Any variation to these Terms and Conditions (including any special terms and conditions agreed between the parties) shall be inapplicable unless agreed in writing by the contractor.
01. price and payment
The price shall be that in the contractor’s current list price, or such other price as the parties may agree in writing. The price is exclusive of sales tax or any other applicable costs.
The contractor shall be entitled to charge interest on overdue invoices from the date when payment becomes due from day to day until the date of payment at an agreed rate per annum.
If payment of the price or any part thereof is not made by the due date, the contractor shall be entitled to:
require payment in advance of delivery in relation to any services not previously delivered.
refuse to make delivery of any undelivered materials whether ordered under the contract or not and without incurring any liability whatever to the client for non-delivery or any delay in delivery.
terminate the contract.
02. Description
Any description given or applied to the services is given by way of identification only and the use of such description shall not constitute a sale by description. For the avoidance of doubt, the client hereby affirms that it does not in any way rely on any description when entering into the contract.
03. sample
Where a sample of the materials is shown to and inspected by the client, the parties hereto accept that such a sample is so shown and inspected for the sole purpose of enabling the client to judge for itself the quality of the materials, and so as to constitute a sale by sample.
04. Delivery
Unless otherwise agreed in writing, delivery of the services shall take place at the address specified by the client on the date specified by the contractor. The client shall make all arrangements necessary to take delivery of the materials and services whenever they are tendered for delivery.
The date of delivery specified by the contractor is an estimate only. Time for delivery shall not be of the essence of the contract.
If the contractor is unable to deliver the services/materials for reasons beyond its control, then the contractor shall be entitled to place the materials in storage until such times as delivery may be affected and the client shall be liable for any expense associated with such storage.
The client shall be entitled to replacement materials where the materials have been damaged during transportation. The client must notify the contractor of the damage within 24 hours of delivery.
05. risk
Risk in the materials shall pass to the client at the moment the materials are dispatched from the contractor’s premises. Where the client chooses to collect the materials itself, risk will pass when the materials are entrusted to it or set aside for its collection, whichever happens first.
06. Title
Title in the materials shall not pass to the client until the contractor has been paid in full for the materials and services.
07. warranty
Where the materials have been manufactured by the contractor and are found to be defective, the contractor shall repair, or in its sole discretion, replace defective materials free of charge within [WARRANTY PERIOD] from the date of delivery, subject to the following conditions:
the client notifying the contractor in writing immediately upon the defect becoming apparent.
the defect being due to the faulty design, materials or workmanship of the contractor.

**STORED ROWS:**
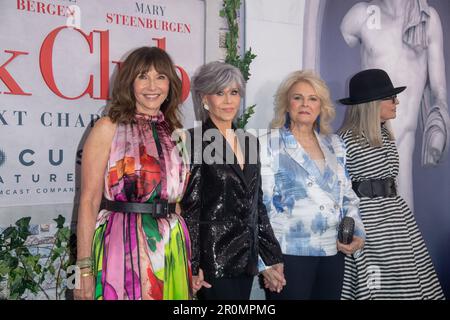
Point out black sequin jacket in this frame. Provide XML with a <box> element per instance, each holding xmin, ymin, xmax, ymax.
<box><xmin>181</xmin><ymin>119</ymin><xmax>282</xmax><ymax>278</ymax></box>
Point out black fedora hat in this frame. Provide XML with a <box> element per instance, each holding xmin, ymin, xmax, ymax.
<box><xmin>339</xmin><ymin>69</ymin><xmax>406</xmax><ymax>105</ymax></box>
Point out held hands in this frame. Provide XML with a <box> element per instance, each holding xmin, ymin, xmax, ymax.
<box><xmin>336</xmin><ymin>236</ymin><xmax>364</xmax><ymax>254</ymax></box>
<box><xmin>192</xmin><ymin>269</ymin><xmax>212</xmax><ymax>294</ymax></box>
<box><xmin>261</xmin><ymin>263</ymin><xmax>286</xmax><ymax>293</ymax></box>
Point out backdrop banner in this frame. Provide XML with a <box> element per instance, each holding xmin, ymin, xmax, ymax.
<box><xmin>0</xmin><ymin>0</ymin><xmax>205</xmax><ymax>208</ymax></box>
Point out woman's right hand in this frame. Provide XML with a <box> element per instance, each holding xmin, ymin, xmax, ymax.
<box><xmin>73</xmin><ymin>275</ymin><xmax>94</xmax><ymax>300</ymax></box>
<box><xmin>192</xmin><ymin>269</ymin><xmax>212</xmax><ymax>294</ymax></box>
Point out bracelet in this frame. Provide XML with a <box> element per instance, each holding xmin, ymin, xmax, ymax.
<box><xmin>76</xmin><ymin>257</ymin><xmax>92</xmax><ymax>269</ymax></box>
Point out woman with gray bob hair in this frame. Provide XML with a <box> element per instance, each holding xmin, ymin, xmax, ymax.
<box><xmin>181</xmin><ymin>62</ymin><xmax>285</xmax><ymax>300</ymax></box>
<box><xmin>191</xmin><ymin>61</ymin><xmax>245</xmax><ymax>121</ymax></box>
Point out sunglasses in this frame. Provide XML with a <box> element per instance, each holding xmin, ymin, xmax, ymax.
<box><xmin>381</xmin><ymin>94</ymin><xmax>397</xmax><ymax>103</ymax></box>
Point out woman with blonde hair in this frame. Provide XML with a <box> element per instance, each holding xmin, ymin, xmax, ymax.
<box><xmin>339</xmin><ymin>69</ymin><xmax>443</xmax><ymax>299</ymax></box>
<box><xmin>260</xmin><ymin>71</ymin><xmax>365</xmax><ymax>300</ymax></box>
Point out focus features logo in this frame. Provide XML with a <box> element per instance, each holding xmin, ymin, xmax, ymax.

**GIVEN PROBLEM 1:** Please translate this sentence from the terms and conditions into Spanish: "Title in the materials shall not pass to the client until the contractor has been paid in full for the materials and services."
**GIVEN PROBLEM 2:** Under the terms and conditions, how soon must the client report damage that occurred to the materials during transportation?

**RIGHT ANSWER 1:** La titularidad de los materiales no se transmitirá al cliente hasta que el contratista haya recibido el pago íntegro de los materiales y los servicios.

**RIGHT ANSWER 2:** Within 24 hours of delivery.